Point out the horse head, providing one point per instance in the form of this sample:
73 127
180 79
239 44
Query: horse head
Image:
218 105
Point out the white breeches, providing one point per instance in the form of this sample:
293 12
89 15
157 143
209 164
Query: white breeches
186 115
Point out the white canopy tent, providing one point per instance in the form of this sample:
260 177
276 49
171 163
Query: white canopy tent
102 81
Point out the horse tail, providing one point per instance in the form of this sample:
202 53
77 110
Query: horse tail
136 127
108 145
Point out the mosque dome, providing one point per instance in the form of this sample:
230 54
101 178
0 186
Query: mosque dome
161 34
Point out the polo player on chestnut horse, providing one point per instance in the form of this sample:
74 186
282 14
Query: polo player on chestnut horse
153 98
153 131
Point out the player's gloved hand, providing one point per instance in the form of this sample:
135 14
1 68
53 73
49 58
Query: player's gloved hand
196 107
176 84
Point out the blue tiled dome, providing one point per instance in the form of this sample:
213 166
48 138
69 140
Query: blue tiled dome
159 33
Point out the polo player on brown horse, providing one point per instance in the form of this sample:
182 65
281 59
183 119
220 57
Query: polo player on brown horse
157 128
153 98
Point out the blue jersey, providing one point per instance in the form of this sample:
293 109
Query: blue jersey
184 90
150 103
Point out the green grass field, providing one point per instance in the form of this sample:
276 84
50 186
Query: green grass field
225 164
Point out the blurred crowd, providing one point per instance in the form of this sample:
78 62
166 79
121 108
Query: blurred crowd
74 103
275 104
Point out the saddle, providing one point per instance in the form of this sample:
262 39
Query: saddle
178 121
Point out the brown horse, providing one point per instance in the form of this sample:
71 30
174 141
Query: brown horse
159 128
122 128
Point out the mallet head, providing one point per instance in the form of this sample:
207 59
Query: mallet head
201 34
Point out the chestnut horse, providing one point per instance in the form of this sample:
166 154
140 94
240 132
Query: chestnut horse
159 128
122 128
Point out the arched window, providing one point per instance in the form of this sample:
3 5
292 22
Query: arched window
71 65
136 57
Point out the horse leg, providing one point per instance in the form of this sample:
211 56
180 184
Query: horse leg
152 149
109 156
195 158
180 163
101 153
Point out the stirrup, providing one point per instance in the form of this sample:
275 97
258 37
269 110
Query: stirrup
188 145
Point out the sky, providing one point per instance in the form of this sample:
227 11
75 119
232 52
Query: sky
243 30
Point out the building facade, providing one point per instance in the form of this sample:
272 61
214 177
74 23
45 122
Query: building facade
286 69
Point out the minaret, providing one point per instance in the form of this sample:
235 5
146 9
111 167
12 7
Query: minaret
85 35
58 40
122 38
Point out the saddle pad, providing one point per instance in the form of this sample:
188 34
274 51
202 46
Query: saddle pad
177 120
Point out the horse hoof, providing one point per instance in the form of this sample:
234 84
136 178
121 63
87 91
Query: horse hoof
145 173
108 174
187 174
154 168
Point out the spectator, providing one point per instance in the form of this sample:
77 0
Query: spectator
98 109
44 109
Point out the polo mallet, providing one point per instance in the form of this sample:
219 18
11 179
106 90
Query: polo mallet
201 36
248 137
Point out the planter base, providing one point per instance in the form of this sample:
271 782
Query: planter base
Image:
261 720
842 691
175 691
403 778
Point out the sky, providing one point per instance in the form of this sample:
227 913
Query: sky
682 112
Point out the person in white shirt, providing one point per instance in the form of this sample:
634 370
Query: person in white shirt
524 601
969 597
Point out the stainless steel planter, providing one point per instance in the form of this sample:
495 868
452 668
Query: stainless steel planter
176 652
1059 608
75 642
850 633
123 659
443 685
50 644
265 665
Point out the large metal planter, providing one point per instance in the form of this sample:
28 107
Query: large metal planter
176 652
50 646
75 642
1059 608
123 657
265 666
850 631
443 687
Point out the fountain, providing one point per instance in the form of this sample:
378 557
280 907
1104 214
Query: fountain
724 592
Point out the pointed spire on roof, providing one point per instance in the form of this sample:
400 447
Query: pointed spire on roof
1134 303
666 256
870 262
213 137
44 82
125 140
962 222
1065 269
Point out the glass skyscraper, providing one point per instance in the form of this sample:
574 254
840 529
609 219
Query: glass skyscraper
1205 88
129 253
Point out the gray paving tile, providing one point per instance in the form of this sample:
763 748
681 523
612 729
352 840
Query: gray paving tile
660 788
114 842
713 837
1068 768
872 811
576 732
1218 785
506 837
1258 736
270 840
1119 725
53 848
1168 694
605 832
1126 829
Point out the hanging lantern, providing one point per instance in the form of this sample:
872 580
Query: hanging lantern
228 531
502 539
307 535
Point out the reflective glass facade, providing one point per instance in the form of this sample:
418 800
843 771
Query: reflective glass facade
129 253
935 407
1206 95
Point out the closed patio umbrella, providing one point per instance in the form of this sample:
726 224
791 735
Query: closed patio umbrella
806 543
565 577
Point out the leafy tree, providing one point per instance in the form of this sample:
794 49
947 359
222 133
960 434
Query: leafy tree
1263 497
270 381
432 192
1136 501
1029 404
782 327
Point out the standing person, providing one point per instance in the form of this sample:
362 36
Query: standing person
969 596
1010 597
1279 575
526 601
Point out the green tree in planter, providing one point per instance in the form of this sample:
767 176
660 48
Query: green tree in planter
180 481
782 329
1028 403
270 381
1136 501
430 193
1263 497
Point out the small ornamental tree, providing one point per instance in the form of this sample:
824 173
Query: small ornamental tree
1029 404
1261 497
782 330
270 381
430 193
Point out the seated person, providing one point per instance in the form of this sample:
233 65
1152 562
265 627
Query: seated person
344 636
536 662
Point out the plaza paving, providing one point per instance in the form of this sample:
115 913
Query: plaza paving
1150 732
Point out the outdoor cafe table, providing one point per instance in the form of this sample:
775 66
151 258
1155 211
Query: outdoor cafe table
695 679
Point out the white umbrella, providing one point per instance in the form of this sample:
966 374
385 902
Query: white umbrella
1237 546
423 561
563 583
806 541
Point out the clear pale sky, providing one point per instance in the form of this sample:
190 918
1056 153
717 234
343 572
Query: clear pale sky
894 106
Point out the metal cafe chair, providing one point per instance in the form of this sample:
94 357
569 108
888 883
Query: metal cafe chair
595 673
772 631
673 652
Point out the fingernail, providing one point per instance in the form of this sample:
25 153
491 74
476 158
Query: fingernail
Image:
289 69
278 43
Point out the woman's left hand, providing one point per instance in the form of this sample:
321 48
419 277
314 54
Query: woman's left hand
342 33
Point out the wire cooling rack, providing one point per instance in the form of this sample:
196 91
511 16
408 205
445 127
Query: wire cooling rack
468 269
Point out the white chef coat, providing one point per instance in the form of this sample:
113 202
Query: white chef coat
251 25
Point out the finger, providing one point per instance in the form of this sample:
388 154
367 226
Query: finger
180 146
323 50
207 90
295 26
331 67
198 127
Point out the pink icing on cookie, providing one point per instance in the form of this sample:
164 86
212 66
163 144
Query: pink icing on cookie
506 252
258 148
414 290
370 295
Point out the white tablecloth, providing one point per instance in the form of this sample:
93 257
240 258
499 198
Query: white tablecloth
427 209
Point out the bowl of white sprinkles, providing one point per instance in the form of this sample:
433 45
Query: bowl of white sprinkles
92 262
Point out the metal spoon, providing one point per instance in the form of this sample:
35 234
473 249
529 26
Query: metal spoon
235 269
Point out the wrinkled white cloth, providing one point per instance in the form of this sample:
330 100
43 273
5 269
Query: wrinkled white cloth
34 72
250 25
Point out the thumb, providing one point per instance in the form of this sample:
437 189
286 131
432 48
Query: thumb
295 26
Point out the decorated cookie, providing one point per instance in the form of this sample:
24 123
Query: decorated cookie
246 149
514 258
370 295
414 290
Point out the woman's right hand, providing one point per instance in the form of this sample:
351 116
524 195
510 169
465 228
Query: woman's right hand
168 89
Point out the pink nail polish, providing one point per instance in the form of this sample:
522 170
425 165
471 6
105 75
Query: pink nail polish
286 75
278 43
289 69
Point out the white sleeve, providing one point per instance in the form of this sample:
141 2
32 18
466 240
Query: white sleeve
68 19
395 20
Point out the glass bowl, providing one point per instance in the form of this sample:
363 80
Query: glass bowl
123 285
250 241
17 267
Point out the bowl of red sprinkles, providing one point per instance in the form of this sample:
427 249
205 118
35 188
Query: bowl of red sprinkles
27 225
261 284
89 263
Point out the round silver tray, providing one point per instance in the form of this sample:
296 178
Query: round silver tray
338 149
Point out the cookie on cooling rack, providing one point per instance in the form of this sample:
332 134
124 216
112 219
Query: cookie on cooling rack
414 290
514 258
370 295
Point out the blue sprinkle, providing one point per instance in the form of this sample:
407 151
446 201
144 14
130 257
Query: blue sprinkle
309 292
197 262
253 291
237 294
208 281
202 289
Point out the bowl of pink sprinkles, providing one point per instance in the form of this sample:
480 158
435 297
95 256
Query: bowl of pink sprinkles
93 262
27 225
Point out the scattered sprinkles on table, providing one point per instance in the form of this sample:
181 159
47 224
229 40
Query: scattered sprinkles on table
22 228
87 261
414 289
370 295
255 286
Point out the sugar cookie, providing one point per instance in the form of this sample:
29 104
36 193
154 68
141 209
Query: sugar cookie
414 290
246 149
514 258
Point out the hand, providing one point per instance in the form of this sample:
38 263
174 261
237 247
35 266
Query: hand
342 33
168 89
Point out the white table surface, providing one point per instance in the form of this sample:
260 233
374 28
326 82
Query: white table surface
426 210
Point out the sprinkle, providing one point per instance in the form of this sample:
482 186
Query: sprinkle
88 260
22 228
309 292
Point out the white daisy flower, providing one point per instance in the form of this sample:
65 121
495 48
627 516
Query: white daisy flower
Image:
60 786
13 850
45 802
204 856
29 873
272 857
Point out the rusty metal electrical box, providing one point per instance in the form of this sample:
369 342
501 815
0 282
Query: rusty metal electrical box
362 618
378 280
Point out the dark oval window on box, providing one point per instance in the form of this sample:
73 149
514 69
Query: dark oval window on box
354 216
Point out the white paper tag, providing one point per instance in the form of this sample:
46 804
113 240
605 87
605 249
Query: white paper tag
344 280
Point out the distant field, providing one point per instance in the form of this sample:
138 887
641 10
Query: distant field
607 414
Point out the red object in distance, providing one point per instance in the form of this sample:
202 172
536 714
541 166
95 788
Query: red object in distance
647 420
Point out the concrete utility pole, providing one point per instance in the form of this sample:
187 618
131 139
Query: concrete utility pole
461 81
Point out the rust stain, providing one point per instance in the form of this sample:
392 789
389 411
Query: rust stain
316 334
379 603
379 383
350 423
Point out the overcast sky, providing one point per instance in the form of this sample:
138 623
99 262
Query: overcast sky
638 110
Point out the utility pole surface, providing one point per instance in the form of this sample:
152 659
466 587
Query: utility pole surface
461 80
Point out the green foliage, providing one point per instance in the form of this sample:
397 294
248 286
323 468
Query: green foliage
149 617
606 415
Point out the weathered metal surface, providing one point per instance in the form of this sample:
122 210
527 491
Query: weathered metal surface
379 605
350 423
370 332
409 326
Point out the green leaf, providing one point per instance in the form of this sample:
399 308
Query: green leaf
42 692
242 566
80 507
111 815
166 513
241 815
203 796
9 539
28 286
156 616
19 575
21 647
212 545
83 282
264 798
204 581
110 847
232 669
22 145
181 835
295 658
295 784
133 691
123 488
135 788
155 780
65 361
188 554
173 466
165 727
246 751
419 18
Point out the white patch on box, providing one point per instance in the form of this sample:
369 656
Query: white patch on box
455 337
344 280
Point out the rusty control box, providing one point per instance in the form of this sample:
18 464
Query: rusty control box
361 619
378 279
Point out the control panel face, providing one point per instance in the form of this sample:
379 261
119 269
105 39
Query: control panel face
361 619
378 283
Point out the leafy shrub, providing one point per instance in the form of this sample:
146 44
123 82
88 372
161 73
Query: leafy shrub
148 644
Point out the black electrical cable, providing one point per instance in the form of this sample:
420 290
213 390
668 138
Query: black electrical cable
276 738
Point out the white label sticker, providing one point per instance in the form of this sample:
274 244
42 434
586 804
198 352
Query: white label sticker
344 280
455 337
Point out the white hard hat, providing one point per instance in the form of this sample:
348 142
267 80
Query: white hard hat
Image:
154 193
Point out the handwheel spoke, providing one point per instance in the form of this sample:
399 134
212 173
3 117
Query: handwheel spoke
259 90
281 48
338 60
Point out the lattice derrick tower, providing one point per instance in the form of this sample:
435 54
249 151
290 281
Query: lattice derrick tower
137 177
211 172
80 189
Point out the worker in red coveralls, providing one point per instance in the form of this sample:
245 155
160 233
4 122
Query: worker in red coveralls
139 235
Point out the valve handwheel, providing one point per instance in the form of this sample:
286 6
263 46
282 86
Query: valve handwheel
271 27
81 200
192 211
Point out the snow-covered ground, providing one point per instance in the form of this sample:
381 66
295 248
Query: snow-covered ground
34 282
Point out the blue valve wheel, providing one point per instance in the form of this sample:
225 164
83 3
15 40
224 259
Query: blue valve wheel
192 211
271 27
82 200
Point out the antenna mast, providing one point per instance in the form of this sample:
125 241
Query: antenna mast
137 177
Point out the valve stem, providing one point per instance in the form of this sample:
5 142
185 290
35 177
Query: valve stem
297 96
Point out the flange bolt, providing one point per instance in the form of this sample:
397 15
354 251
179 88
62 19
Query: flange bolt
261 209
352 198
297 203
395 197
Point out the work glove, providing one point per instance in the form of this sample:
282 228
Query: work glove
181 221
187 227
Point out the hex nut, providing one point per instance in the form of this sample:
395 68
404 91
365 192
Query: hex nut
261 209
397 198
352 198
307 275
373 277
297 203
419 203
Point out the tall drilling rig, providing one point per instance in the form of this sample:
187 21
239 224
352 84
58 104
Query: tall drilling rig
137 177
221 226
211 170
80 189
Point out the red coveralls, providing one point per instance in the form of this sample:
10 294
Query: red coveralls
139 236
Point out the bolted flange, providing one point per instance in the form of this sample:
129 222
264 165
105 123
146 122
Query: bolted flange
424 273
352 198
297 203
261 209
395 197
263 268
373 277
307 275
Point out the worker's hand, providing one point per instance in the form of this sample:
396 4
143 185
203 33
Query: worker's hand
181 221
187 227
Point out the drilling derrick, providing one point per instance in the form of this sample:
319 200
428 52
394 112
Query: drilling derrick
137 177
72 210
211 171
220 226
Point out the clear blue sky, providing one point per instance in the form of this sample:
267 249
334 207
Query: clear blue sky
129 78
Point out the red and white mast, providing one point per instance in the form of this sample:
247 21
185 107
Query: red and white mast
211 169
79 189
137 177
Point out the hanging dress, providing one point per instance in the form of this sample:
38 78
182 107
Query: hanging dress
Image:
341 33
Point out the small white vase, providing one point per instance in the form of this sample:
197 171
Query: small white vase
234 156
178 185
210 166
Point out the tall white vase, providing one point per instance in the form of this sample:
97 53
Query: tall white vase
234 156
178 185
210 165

**********

> Work order
Return, from the entries, each line that holds "daisy".

> Answer for this exercise
Point out the white daisy flower, providing one point per instance in the form of this sample:
Query: white daisy flower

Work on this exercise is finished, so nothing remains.